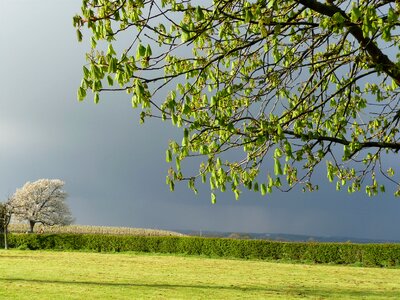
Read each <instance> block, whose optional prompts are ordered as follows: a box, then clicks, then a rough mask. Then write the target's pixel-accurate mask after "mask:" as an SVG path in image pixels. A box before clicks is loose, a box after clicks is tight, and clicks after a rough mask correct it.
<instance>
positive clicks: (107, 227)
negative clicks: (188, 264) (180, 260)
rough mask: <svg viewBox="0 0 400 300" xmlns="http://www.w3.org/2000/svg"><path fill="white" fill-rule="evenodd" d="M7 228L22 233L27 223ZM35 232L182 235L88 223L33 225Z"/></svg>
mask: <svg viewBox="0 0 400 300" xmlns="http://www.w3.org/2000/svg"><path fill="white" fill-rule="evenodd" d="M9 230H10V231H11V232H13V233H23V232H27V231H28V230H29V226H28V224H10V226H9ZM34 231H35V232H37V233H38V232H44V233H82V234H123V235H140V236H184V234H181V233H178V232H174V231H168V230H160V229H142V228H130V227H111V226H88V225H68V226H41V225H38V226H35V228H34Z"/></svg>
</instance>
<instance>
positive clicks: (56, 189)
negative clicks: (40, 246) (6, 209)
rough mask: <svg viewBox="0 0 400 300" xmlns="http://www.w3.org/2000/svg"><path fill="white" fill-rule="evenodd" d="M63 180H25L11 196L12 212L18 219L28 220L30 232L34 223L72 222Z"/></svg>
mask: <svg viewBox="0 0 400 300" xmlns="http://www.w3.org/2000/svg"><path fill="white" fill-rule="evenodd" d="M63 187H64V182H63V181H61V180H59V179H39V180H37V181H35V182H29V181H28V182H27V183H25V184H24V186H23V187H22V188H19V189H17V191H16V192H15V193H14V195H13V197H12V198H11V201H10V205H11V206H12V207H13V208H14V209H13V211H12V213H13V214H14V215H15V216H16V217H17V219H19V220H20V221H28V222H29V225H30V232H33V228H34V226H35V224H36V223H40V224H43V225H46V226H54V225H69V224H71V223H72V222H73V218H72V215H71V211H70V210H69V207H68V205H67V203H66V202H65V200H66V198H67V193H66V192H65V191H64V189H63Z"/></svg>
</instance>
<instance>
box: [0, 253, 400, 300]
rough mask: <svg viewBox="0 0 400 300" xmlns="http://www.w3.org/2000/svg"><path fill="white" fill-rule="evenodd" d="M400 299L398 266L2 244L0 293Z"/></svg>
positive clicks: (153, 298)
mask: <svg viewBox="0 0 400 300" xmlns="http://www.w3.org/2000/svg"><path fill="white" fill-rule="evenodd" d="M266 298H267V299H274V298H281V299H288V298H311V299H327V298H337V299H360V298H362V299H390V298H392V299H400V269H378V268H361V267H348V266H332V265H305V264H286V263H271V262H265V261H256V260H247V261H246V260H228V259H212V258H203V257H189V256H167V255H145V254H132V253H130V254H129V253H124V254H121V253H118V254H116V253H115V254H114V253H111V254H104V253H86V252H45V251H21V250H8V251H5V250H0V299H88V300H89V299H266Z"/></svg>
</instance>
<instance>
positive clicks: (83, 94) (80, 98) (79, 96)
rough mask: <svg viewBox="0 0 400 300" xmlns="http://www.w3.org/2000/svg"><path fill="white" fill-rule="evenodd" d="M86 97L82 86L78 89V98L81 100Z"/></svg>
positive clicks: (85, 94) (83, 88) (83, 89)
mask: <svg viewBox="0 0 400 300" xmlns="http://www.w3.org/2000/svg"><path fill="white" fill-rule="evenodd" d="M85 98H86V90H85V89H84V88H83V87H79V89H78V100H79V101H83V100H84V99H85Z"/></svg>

* * *

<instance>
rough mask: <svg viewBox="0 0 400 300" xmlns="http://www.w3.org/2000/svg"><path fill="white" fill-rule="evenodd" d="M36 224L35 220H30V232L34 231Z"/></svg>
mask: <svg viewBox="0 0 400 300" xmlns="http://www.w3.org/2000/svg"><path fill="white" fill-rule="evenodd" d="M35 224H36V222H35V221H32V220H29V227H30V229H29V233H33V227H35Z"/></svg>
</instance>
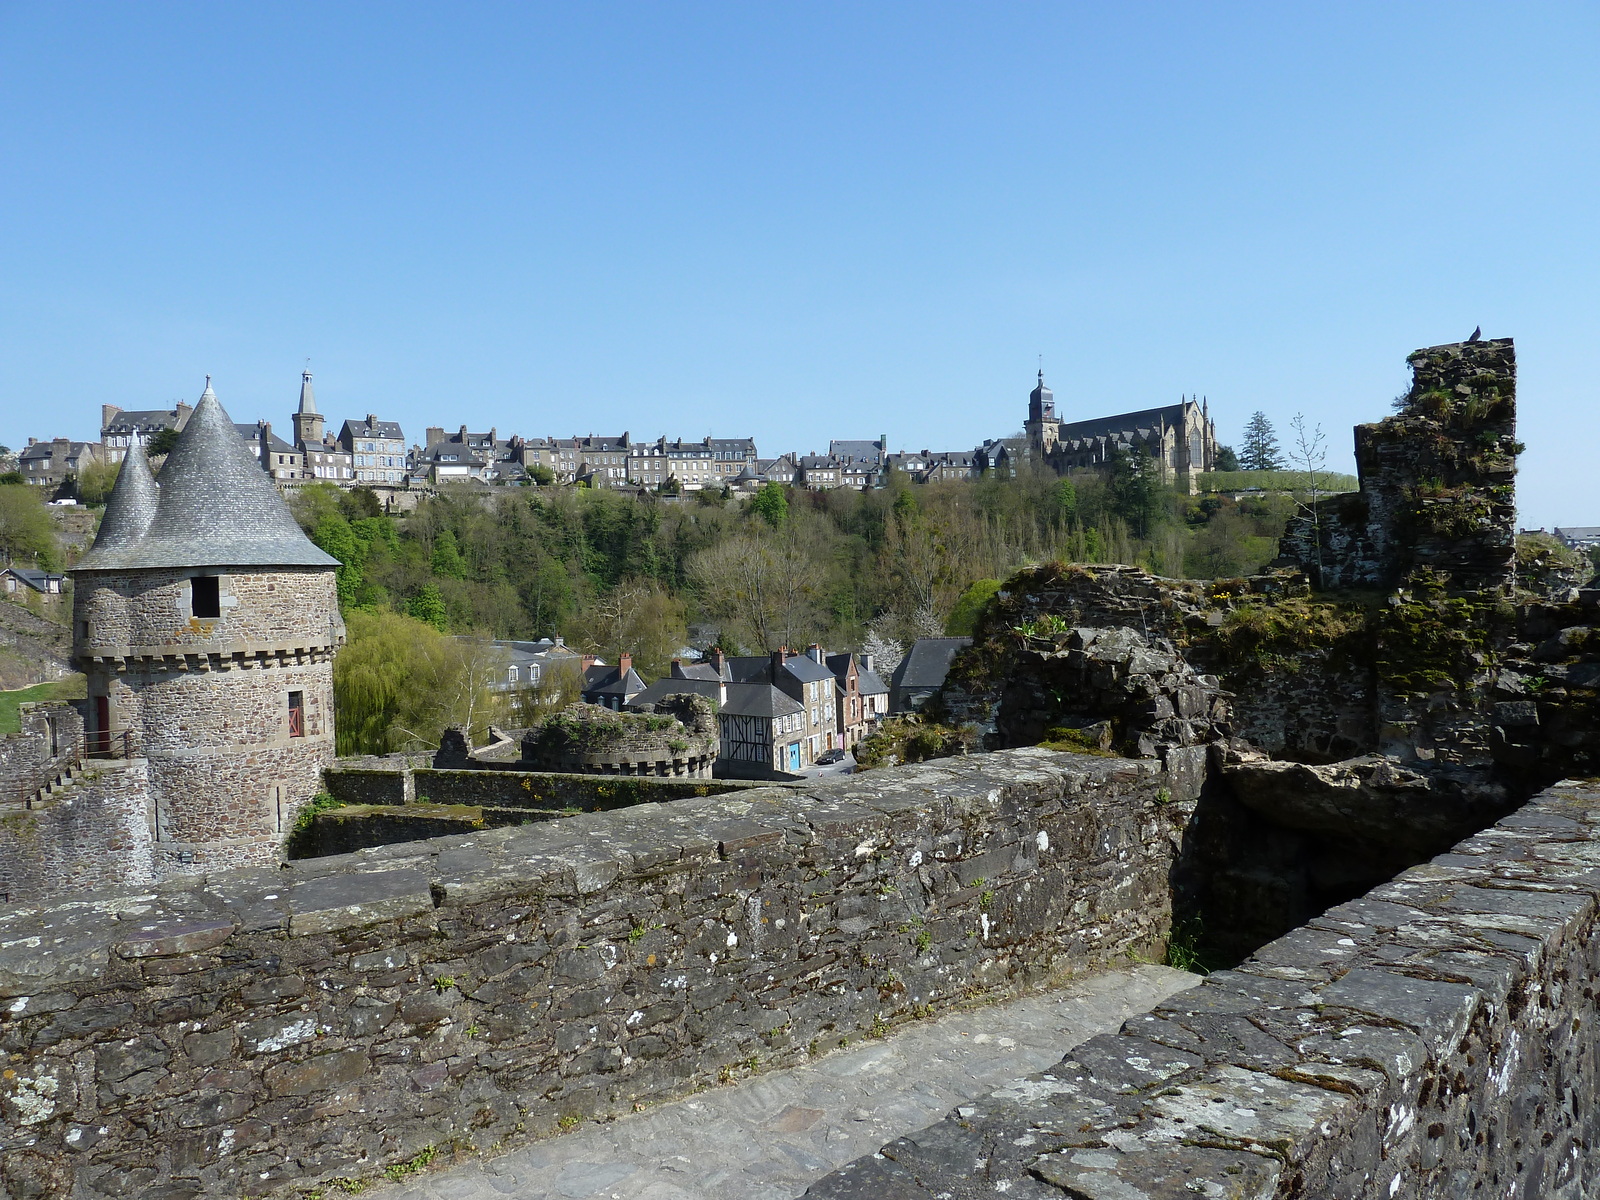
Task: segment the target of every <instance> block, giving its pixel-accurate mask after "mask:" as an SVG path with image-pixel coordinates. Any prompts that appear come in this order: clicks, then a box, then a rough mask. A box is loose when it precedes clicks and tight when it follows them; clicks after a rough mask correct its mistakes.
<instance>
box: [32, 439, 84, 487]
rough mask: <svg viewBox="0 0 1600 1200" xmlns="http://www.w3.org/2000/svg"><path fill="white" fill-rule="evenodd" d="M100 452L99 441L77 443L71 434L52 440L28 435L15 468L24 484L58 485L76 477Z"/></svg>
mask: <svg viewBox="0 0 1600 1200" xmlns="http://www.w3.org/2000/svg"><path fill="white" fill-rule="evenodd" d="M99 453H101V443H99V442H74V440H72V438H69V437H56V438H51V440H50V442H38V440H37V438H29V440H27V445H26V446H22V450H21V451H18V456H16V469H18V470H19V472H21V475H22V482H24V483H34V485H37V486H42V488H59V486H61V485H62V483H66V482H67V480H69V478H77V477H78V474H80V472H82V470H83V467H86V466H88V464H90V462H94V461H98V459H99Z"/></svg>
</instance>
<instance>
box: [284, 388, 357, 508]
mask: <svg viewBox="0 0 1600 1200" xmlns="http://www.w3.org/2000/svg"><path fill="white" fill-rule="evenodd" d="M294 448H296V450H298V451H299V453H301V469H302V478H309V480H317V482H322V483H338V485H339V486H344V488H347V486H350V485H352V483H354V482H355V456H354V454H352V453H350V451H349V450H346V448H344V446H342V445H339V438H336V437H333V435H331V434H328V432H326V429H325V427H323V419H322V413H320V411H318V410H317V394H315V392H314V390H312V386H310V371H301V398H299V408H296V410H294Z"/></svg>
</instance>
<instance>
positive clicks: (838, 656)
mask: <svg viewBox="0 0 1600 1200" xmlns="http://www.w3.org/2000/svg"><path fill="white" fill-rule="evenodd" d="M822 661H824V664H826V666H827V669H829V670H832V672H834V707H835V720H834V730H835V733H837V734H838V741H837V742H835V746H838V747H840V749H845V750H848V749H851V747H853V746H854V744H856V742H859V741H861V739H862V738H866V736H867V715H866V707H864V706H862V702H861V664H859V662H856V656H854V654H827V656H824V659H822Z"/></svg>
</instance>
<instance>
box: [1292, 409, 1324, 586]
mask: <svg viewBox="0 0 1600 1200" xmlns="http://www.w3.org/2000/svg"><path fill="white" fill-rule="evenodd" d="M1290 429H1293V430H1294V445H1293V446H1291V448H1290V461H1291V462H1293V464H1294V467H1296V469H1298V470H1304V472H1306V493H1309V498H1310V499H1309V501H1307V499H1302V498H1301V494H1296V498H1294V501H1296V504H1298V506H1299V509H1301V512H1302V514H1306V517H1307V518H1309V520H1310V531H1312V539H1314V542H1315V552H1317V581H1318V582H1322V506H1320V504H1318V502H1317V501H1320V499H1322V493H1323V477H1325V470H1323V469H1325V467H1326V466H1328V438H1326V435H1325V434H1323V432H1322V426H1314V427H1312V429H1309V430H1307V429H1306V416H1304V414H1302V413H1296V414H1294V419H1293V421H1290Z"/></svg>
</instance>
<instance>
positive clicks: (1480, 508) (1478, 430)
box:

> TASK STATEMENT
Copy each line above that has the word "accurate".

> RESPONSE TO THE TASK
Read each <instance> block, whose optional prompts are ordered as follows: a box, then clicks, then a rough mask. Then write the target's pixel-accurate mask after "mask:" as an SVG path in image pixels. A box before clicks is loose, a box after clicks is tight, and clicks after a rough mask correct it.
Task: segment the target of every <instance> block, giving its pixel-accurate mask after "mask:" as an SVG path with image-pixel coordinates. Any prompts that appear come in this order: clicks, then a box, then a rough mask. A box is loose when it precedes clicks and tight when it follows them; clicks after a rough mask correct its mistakes.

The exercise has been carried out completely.